• _Directive_
Please output only the lines that run from the line containing "If you could place a marker on the red towel" through the end of the material below, exactly.

• _Input material_
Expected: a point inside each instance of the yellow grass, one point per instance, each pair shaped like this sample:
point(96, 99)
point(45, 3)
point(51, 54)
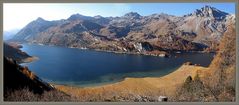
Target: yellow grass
point(165, 85)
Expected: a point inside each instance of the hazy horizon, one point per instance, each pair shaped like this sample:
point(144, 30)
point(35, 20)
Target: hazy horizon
point(27, 12)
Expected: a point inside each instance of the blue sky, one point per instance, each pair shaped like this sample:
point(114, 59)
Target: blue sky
point(17, 15)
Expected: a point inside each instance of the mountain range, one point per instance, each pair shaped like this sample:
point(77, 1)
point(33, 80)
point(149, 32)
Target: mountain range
point(152, 34)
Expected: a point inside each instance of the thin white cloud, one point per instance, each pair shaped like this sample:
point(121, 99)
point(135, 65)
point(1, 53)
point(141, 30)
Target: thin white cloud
point(17, 15)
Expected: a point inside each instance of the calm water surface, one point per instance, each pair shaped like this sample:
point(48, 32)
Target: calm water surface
point(78, 67)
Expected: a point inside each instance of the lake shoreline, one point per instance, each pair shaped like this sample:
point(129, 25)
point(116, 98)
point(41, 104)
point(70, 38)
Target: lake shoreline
point(163, 53)
point(139, 86)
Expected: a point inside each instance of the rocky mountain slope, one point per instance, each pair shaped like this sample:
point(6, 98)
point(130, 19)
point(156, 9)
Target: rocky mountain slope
point(12, 51)
point(196, 31)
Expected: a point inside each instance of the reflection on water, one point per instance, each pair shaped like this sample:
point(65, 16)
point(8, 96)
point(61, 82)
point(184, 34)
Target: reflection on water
point(87, 67)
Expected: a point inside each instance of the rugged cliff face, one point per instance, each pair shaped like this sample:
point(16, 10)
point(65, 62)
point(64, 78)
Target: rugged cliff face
point(18, 77)
point(13, 52)
point(196, 31)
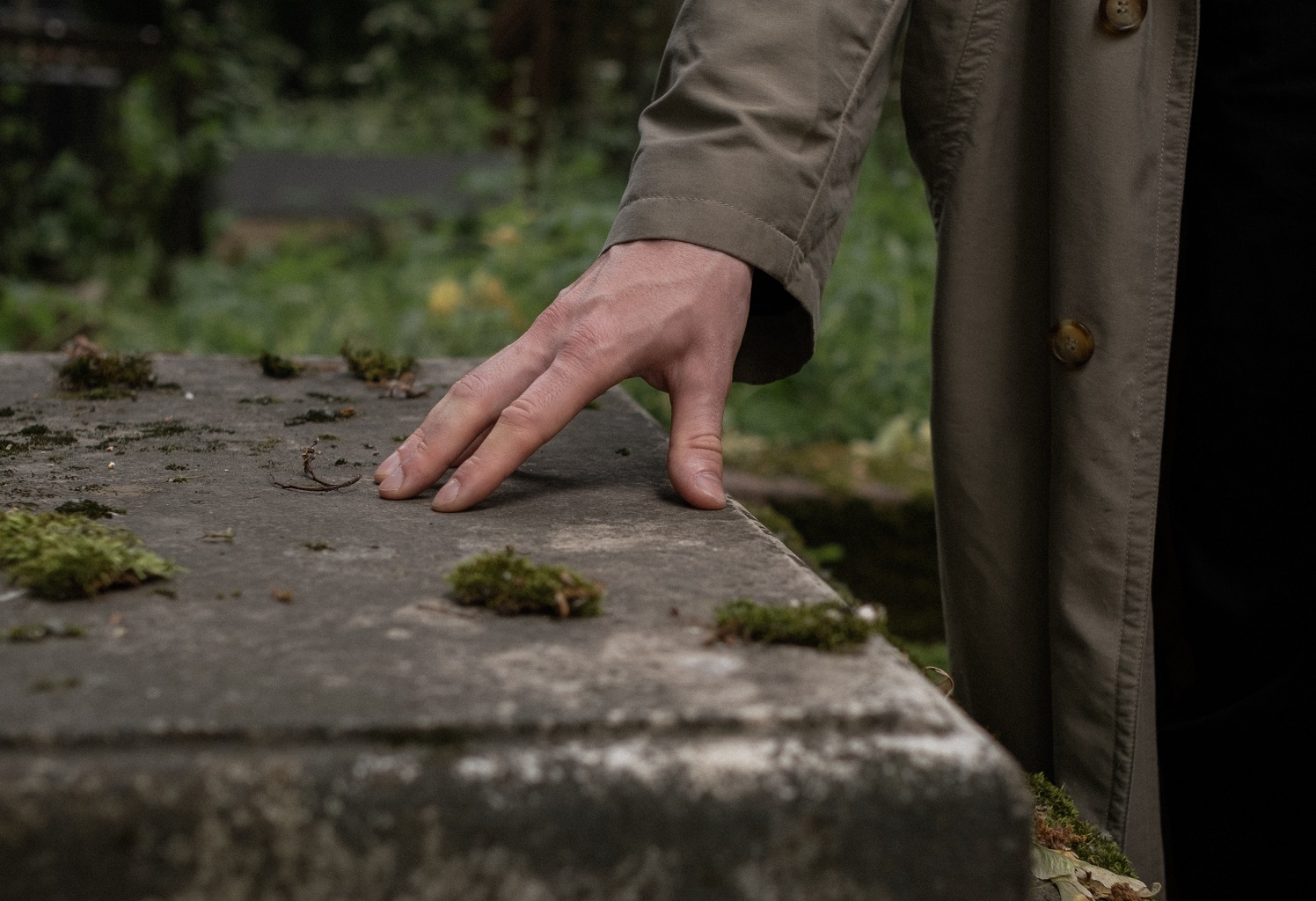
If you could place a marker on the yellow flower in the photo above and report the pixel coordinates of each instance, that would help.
(490, 293)
(445, 297)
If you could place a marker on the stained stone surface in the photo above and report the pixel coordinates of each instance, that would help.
(371, 739)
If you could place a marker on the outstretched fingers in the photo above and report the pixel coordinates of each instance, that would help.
(454, 427)
(524, 426)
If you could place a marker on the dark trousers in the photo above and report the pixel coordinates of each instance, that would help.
(1232, 597)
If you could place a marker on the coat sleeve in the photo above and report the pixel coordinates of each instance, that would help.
(753, 143)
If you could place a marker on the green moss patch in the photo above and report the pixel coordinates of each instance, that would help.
(509, 583)
(1061, 829)
(377, 366)
(106, 373)
(827, 626)
(276, 366)
(1074, 855)
(62, 556)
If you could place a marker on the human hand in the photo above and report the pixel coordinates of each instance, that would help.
(668, 311)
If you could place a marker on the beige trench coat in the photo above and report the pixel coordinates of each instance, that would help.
(1053, 149)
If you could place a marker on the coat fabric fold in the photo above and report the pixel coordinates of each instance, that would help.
(1053, 138)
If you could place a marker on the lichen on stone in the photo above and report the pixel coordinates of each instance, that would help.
(509, 583)
(377, 366)
(63, 556)
(276, 366)
(106, 373)
(827, 626)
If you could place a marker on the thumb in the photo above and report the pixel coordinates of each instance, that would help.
(695, 452)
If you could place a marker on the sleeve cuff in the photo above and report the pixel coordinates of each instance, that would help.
(786, 291)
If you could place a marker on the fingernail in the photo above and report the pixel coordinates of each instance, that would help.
(446, 494)
(392, 481)
(710, 485)
(390, 465)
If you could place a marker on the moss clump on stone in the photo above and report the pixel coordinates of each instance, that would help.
(63, 556)
(509, 583)
(41, 631)
(377, 365)
(90, 509)
(321, 415)
(827, 626)
(1060, 827)
(106, 373)
(276, 366)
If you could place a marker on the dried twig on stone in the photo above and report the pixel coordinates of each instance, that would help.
(308, 458)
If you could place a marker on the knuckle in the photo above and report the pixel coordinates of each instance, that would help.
(583, 347)
(470, 387)
(708, 443)
(522, 416)
(554, 317)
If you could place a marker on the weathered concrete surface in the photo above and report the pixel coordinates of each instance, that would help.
(373, 741)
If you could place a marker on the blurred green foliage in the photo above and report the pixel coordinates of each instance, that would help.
(469, 285)
(104, 249)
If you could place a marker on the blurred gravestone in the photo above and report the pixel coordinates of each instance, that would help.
(365, 738)
(268, 185)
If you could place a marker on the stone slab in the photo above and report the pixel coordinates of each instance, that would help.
(373, 741)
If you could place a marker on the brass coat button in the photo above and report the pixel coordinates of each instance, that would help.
(1071, 342)
(1122, 16)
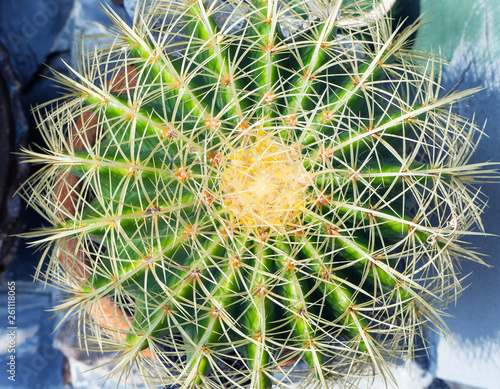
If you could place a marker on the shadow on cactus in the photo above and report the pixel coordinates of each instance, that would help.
(274, 196)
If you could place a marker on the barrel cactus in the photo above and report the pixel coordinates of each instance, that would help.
(253, 193)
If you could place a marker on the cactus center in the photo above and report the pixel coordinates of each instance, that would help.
(264, 184)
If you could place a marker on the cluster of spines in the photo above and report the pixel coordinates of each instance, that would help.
(150, 217)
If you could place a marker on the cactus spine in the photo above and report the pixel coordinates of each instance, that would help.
(271, 197)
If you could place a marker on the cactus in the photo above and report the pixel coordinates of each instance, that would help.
(252, 193)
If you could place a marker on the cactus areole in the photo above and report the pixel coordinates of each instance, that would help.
(256, 193)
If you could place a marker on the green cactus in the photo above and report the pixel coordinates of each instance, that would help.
(277, 196)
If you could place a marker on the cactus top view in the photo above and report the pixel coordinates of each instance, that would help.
(256, 193)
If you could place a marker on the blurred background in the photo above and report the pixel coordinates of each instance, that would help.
(37, 33)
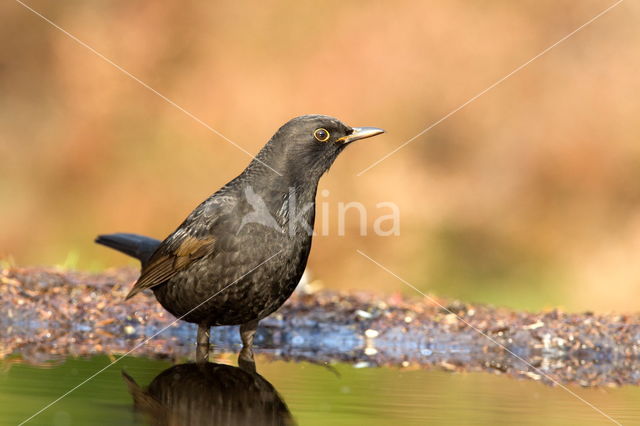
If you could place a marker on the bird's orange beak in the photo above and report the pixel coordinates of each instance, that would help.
(360, 133)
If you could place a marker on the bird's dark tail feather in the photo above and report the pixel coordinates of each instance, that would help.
(137, 246)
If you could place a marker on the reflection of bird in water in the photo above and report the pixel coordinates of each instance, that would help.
(209, 394)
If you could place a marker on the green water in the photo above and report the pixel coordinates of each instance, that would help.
(317, 396)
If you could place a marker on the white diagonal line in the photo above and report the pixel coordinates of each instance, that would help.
(141, 343)
(434, 124)
(145, 85)
(432, 300)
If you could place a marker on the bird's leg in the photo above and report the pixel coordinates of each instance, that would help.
(245, 359)
(202, 349)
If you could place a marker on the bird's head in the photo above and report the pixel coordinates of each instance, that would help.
(306, 146)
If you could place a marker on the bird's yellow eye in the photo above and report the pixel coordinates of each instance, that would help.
(322, 135)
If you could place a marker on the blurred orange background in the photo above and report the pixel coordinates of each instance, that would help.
(527, 197)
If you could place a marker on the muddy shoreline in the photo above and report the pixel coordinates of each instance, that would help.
(48, 315)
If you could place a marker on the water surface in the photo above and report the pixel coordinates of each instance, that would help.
(316, 395)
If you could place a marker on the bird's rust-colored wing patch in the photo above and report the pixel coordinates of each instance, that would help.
(166, 262)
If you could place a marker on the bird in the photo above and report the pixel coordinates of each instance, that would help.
(209, 393)
(239, 255)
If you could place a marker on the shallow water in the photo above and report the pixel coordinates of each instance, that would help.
(313, 394)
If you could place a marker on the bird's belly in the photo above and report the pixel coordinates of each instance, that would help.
(226, 289)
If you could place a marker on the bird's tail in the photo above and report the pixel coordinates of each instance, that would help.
(134, 245)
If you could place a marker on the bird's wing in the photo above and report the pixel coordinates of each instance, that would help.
(194, 239)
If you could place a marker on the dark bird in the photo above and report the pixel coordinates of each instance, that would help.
(240, 254)
(209, 394)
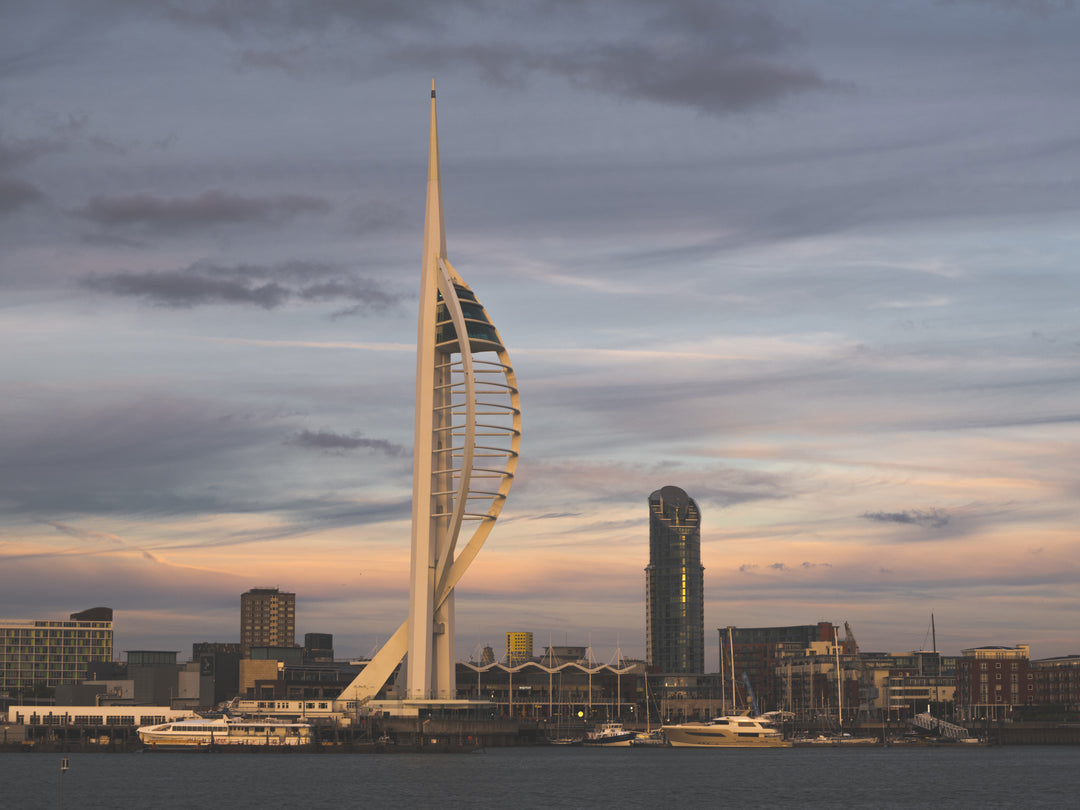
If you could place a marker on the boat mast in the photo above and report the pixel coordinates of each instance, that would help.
(731, 649)
(839, 685)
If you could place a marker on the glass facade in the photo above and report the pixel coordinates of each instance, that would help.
(51, 652)
(675, 590)
(267, 619)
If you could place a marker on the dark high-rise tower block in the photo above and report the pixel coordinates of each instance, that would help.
(675, 584)
(267, 619)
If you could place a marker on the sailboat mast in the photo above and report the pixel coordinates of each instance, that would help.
(731, 649)
(839, 683)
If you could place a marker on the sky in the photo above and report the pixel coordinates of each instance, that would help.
(814, 262)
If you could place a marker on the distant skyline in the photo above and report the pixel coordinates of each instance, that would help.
(815, 264)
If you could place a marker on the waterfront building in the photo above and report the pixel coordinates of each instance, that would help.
(318, 648)
(758, 651)
(156, 675)
(218, 671)
(1055, 682)
(518, 647)
(46, 652)
(991, 680)
(466, 443)
(675, 584)
(267, 619)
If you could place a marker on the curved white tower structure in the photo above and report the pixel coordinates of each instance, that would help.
(468, 434)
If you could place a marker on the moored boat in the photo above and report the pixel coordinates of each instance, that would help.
(741, 731)
(203, 732)
(609, 733)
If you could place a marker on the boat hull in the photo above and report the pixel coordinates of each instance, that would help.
(725, 732)
(197, 734)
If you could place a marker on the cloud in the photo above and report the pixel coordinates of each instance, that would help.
(208, 208)
(265, 286)
(15, 193)
(151, 454)
(339, 443)
(931, 520)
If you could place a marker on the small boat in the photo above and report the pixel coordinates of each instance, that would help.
(728, 731)
(565, 741)
(202, 732)
(649, 739)
(838, 740)
(609, 733)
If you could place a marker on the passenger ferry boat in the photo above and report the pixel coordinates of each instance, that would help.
(609, 733)
(742, 731)
(202, 732)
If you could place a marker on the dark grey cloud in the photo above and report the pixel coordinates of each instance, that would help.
(1038, 8)
(240, 16)
(270, 286)
(338, 442)
(208, 208)
(931, 520)
(15, 193)
(711, 55)
(150, 455)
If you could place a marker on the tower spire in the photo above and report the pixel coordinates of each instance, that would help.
(434, 230)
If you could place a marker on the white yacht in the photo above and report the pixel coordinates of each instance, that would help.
(609, 733)
(727, 731)
(202, 732)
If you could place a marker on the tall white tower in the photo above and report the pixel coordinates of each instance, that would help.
(467, 439)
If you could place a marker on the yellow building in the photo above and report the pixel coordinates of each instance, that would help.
(518, 647)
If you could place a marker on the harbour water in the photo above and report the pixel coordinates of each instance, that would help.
(954, 777)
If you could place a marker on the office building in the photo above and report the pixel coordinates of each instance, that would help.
(991, 680)
(518, 647)
(675, 584)
(757, 651)
(267, 619)
(49, 652)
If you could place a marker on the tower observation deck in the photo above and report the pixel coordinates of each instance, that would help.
(467, 440)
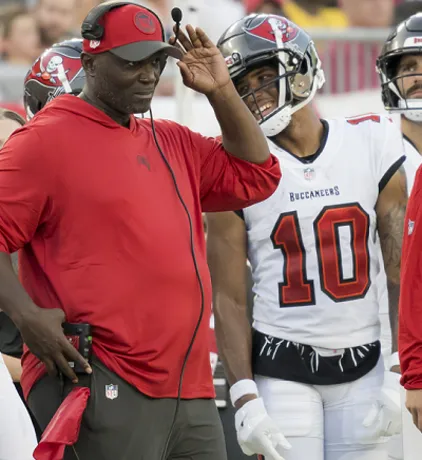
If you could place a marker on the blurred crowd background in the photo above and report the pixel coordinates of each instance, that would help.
(348, 35)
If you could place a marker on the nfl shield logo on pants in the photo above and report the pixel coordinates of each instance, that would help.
(112, 391)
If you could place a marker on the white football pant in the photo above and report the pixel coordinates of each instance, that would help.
(326, 422)
(395, 444)
(17, 434)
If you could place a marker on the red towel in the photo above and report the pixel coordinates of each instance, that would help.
(63, 429)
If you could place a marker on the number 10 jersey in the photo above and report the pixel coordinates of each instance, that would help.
(312, 245)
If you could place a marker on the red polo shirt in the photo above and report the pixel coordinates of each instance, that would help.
(103, 235)
(410, 309)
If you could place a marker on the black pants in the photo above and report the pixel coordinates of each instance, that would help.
(234, 452)
(132, 426)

• _Output_
If you could place a marker on the red towel in the photo above and report the pixel coordinates of each instance, that would help.
(63, 429)
If you could place a marker on the number 10 jersey in the photo above and report the pixel coordinates of each instance, that would help.
(312, 245)
If you could place a marker on the red polo shirt in the photo above and report the pixel coordinates of each instance, that would help.
(103, 235)
(410, 309)
If you could place a marker on the black pants in the photo above and report the pixel coordinates of each instance, that would help.
(234, 452)
(132, 426)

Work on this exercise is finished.